OGH 2Ob68/13h

OGH2Ob68/13h25.4.2013

Der Oberste Gerichtshof hat durch den Senatspräsidenten Dr. Baumann als Vorsitzenden und die Hofräte Dr. Veith, Dr. E. Solé, Dr. Schwarzenbacher und Dr. Nowotny als weitere Richter in der Rechtssache der klagenden Partei M***** W*****, vertreten durch Dr. Georg Haunschmidt, Rechtsanwalt in Wien, wider die beklagte Partei Wiener Linien GmbH & Co KG, 1030 Wien, Erdbergstraße 202, vertreten durch Dr. Ralph Mayer, Rechtsanwalt in Wien, und die auf Seiten der beklagten Partei beigetretene Nebenintervenientin Stadt Wien, 1082 Wien, Rathaus, Stiege 4, vertreten durch die Pitzal & Partner Rechtsanwälte OG in Wien, wegen 12.750 EUR sA und Feststellung (2.000 EUR), über die Revision der klagenden Partei gegen das Urteil des Oberlandesgerichts Wien als Berufungsgericht vom 17. Jänner 2013, GZ 11 R 4/13h‑57, womit das Urteil des Landesgerichts für Zivilrechtssachen Wien vom 31. Oktober 2012, GZ 55 Cg 19/10h‑48, abgeändert wurde, zu Recht erkannt:

European Case Law Identifier: ECLI:AT:OGH0002:2013:0020OB00068.13H.0425.000

 

Spruch:

Der Revision wird Folge gegeben.

▸ Aufgaben:
a) Wer führte laut der OGH-Entscheidung den Vorsitz?
b) Schreibe die OGH-Entscheidung im Anschluss an „Der Revision wird Folge gegeben.“ weiter.
Die Einträge spielen dafür keine Rolle.

▸ Vorliegende Einträge:

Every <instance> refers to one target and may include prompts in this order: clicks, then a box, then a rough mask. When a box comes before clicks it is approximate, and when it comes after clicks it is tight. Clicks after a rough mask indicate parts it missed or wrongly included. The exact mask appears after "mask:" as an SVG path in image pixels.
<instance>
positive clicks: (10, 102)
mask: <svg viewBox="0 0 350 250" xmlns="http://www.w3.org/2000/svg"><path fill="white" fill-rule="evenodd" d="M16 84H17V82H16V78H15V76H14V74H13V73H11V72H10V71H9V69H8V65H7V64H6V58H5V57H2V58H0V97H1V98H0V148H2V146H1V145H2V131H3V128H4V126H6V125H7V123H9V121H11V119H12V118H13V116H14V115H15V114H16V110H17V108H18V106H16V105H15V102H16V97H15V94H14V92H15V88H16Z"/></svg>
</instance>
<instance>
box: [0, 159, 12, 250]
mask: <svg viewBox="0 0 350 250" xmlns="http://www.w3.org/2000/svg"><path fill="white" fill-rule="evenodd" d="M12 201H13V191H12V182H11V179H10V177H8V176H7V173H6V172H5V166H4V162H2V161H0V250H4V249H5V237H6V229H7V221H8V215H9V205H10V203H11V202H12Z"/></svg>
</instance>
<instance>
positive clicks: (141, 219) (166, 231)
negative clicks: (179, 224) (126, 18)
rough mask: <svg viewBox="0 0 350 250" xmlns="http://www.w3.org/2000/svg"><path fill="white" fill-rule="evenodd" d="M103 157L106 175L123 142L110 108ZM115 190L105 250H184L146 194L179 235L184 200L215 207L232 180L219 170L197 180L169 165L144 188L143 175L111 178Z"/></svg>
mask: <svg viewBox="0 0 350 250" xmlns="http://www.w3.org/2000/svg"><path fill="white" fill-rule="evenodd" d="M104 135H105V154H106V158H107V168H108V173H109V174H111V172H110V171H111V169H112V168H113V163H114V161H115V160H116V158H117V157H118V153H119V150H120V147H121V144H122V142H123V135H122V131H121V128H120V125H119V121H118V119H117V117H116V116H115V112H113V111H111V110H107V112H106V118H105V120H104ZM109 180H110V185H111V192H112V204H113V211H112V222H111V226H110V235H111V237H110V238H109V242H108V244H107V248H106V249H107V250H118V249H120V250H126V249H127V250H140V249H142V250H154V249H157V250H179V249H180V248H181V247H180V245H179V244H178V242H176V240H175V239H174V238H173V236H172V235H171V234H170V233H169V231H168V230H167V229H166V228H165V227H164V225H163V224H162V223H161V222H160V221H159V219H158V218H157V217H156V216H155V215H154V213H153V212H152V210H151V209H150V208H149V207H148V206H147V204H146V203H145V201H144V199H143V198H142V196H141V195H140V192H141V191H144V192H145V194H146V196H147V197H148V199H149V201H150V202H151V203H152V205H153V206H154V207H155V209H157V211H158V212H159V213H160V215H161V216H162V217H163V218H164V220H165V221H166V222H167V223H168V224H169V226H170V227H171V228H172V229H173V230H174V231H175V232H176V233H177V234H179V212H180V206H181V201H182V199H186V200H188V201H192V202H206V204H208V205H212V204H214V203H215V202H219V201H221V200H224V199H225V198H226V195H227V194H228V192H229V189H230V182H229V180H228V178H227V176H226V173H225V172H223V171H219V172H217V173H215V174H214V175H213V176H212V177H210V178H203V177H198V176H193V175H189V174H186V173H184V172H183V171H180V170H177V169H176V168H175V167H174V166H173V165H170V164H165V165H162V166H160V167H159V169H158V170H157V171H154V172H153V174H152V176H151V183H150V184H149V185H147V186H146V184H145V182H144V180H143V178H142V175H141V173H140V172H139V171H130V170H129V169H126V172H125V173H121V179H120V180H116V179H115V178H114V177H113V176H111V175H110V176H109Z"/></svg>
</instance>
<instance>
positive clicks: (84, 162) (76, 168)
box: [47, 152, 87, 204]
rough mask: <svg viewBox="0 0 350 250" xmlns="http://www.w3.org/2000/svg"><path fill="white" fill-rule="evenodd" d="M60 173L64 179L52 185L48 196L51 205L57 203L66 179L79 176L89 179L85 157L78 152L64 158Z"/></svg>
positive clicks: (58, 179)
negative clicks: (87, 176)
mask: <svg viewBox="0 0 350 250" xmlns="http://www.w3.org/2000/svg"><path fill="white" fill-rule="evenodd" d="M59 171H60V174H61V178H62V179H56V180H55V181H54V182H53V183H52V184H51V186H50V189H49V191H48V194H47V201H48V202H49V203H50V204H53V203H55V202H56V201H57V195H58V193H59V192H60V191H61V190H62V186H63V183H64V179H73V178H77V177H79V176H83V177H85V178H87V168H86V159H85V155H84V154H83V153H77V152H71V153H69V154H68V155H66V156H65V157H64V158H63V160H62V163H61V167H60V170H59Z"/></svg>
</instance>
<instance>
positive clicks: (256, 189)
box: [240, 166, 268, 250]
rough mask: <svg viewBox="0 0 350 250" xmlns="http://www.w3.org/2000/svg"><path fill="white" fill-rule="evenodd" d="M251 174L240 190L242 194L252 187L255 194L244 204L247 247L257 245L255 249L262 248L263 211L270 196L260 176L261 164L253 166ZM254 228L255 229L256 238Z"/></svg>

▸ Antworten:
a) Senatspräsident Dr. Baumann.

b)
Die Entscheidung des Berufungsgerichts wird so abgeändert, dass sie folgendermaßen zu lauten hat:

„1. Die Klagsforderung besteht mit 1.900 EUR zu Recht.

2. Die Gegenforderung besteht mit 495,34 EUR zu Recht.

3. Die beklagte Partei ist daher schuldig, der klagenden Partei 1.404,66 EUR samt 4 % Zinsen seit 2. 2. 2009 binnen 14 Tagen zu bezahlen.

4. Das Mehrbegehren, die beklagte Partei sei schuldig, der klagenden Partei weitere 11.345,34 EUR samt 4 % Zinsen seit 2. 2. 2009 zu bezahlen, wird abgewiesen.

5. Das Feststellungsbegehren, die beklagte Partei hafte der klagenden Partei für sämtliche künftige, derzeit nicht bekannte Schäden aus dem Unfall vom 28. 11. 2008, wird abgewiesen.

6. Die klagende Partei ist schuldig, der beklagten Partei, die mit 7.948,22 EUR (darin 1.115,77 EUR USt und 1.253,60 EUR Barauslagen) und der Nebenintervenientin die mit 3.341,94 EUR (darin 554,79 EUR USt und 13,20 EUR Barauslagen) bestimmten Prozesskosten erster Instanz jeweils binnen 14 Tagen zu ersetzen.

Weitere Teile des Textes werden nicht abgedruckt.